# start of Quoted text

Iceberg supports schema changes without rewriting data: Add column:
ALTER TABLE customers ADD COLUMN loyalty_points INT;
Rename column:
ALTER TABLE customers RENAME COLUMN email TO email_address;
Drop column:
ALTER TABLE customers DROP COLUMN deprecated_field;
Type widening:
-- Safely widen INT to BIGINT
ALTER TABLE orders ALTER COLUMN quantity SET DATA TYPE BIGINT;
Schema evolution is tracked in metadata files. Old snapshots continue to use their original schema, enabling time travel to any historical version.

Time Travel

Query historical table versions using Iceberg snapshots: Snapshot ID:
SELECT * 
FROM customers 
FOR SYSTEM_TIME AS OF SNAPSHOT 123456789;
Timestamp:
SELECT * 
FROM customers 
FOR SYSTEM_TIME AS OF '2024-01-01 00:00:00';
Version tag:
SELECT * 
FROM customers 
FOR SYSTEM_VERSION AS OF 'prod-release-v2';
Time travel syntax support varies. Check Embucket version for current implementation status.

Performance Optimization

Embucket leverages Iceberg features for query performance:

Partition Pruning

Hidden partitioning: Iceberg supports partition transforms that don’t require users to write partition filters:
-- Table partitioned by month(order_date)
-- Query automatically prunes partitions:
SELECT * FROM orders WHERE order_date >= '2024-01-15';
Embucket uses manifest file partition bounds to skip reading entire partitions.

Column Statistics

Min/max filtering: Iceberg tracks column min/max values per data file:
-- Skip files where max(amount) < 1000
SELECT * FROM transactions WHERE amount > 1000;
Null tracking: Files with all null values for a column are skipped when filtering on that column.

File-Level Metadata

Record count estimation: File-level record counts enable accurate cardinality estimation for query planning. Size-based planning: Embucket uses file sizes to balance work across parallel scan tasks.

Compaction

Optimize table layout for better performance:
-- Compact small files into larger files
OPTIMIZE TABLE customers;
Benefits:
  • Fewer files to list and open
  • Better compression ratios
  • Improved column statistics
  • Reduced metadata overhead

Storage Benefits

Apache Iceberg provides several storage advantages:

No Vendor Lock-In

Open format: Your data remains accessible to any Iceberg-compatible tool:
  • Apache Spark
  • Apache Flink
  • Trino / Presto
  • AWS Athena
  • Snowflake (Iceberg tables)

# end of Quoted text
# start of Stored records

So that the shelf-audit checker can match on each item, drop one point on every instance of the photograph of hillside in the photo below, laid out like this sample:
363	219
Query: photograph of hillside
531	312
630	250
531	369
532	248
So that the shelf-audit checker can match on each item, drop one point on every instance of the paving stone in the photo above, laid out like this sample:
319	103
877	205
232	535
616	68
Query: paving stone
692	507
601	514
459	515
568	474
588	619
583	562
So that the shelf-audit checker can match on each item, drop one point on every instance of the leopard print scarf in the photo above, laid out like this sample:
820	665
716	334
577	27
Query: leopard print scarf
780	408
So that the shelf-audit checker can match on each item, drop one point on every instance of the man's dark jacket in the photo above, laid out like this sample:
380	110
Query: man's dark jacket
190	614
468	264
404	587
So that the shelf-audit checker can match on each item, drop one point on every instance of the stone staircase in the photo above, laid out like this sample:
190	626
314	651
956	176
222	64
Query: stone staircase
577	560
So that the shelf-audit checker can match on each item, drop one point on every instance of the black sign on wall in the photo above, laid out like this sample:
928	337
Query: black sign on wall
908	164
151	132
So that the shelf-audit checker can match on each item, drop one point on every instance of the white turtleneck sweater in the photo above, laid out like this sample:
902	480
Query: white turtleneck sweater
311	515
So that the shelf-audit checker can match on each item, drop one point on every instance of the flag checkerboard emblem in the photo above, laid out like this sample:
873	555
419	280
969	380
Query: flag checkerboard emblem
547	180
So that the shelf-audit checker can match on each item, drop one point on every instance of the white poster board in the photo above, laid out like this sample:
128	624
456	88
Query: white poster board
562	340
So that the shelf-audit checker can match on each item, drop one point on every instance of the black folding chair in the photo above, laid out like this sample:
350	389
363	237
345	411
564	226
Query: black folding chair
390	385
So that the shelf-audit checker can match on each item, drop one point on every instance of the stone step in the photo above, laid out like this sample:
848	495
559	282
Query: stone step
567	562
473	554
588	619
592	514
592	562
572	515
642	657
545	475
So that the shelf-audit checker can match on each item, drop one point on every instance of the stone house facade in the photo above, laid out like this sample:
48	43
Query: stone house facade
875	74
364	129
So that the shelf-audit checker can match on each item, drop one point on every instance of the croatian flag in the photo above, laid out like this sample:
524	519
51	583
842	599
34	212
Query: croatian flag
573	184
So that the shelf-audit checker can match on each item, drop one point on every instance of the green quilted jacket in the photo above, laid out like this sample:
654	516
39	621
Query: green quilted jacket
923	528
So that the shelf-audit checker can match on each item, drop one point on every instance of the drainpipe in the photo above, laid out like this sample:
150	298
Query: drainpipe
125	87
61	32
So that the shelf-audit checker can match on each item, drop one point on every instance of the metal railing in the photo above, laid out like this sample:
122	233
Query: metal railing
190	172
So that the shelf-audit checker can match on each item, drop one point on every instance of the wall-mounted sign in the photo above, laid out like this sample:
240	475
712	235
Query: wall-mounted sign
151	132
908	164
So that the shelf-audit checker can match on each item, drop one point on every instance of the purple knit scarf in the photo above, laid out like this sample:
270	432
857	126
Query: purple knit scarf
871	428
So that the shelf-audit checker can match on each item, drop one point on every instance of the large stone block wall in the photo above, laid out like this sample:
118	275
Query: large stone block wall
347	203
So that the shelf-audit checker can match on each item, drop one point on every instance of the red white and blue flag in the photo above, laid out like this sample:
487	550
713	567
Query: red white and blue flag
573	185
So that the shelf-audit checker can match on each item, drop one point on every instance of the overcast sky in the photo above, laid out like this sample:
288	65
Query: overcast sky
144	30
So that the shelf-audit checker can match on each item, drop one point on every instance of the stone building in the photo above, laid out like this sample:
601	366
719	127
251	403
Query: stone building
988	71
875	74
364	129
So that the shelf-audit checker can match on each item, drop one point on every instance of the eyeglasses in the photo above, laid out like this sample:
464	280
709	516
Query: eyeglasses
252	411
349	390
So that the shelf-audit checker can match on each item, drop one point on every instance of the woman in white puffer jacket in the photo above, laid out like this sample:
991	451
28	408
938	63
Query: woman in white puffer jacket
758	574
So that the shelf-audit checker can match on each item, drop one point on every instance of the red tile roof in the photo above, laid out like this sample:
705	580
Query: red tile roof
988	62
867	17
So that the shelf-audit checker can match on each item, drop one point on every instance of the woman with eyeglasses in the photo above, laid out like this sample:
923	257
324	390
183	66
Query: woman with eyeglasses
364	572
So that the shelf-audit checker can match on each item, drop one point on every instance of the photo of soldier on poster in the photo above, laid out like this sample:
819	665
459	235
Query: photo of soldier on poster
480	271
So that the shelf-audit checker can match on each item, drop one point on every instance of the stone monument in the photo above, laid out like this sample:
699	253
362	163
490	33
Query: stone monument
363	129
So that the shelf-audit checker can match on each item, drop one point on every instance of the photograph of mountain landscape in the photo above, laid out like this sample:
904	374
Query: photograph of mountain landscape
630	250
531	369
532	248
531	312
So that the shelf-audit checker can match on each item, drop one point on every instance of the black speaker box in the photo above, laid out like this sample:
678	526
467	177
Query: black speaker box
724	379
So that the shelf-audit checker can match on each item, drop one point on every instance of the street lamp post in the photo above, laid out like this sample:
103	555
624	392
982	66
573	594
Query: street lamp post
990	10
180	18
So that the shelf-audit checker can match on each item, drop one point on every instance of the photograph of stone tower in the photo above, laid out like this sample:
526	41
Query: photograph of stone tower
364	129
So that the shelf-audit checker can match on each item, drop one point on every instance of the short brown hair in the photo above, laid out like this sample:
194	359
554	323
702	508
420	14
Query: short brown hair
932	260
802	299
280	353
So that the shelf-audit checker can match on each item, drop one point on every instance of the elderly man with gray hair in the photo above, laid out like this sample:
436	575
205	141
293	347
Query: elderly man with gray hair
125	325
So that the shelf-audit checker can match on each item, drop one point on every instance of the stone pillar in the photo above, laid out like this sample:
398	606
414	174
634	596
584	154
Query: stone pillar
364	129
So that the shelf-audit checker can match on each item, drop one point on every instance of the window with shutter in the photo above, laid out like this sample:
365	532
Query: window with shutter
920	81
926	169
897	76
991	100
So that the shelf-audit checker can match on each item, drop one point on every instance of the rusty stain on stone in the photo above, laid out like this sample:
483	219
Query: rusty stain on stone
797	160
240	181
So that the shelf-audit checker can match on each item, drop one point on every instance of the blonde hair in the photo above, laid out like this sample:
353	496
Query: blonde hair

# end of Stored records

* Tasks *
**a.** Using the Iceberg guide, explain in one to three sentences why time travel still reaches any historical version after the schema has changed.
**b.** Pick up the Iceberg guide after its last item and continue the text.
You can work from the Iceberg guide alone; the lines aren't needed.

* Solved tasks *
**a.** Schema evolution is tracked in metadata files, and old snapshots continue to use their original schema. Because of that, every historical version stays queryable.

**b.**
  • Dremio
  • StarRocks
Migration flexibility: Switch compute engines without data migration. Use Embucket for some workloads and Spark for others on the same tables.

Cost Efficiency

Object storage: Data stored in cost-effective object storage (S3, GCS, Azure Blob) rather than proprietary formats. Pay for what you store: No hidden storage markup. Standard object storage pricing applies. Compression: Parquet format with efficient compression reduces storage costs.

Data Governance

Audit trail: Snapshot history provides complete audit trail of all table changes. Rollback: Revert to previous table versions if needed:
-- Rollback to snapshot from 1 hour ago
CALL system.rollback_to_snapshot('customers', <snapshot_id>);
Metadata separation: Table metadata stored separately from data, enabling efficient metadata operations.

Best Practices

1

Choose appropriate partitioning

Partition on high-cardinality columns used in WHERE clauses (e.g., date, region)
2

Use columnar formats

Store data in Parquet format for optimal compression and query performance
3

Enable column statistics

Ensure column min/max/null stats are collected during writes
4

Compact regularly

Run OPTIMIZE periodically to consolidate small files
5

Plan for schema evolution

Use nullable columns and schema-on-read patterns for flexibility
6

Monitor metadata growth

Expire old snapshots to prevent unbounded metadata growth

Troubleshooting

Common Issues

“Table metadata not found” errors:
  • Verify metadata location path is correct and accessible
  • Check object storage credentials and permissions
  • Ensure metadata file exists at specified location
Slow query performance:
  • Review partition strategy - too many small files?
  • Check if partition pruning is working (examine query plan)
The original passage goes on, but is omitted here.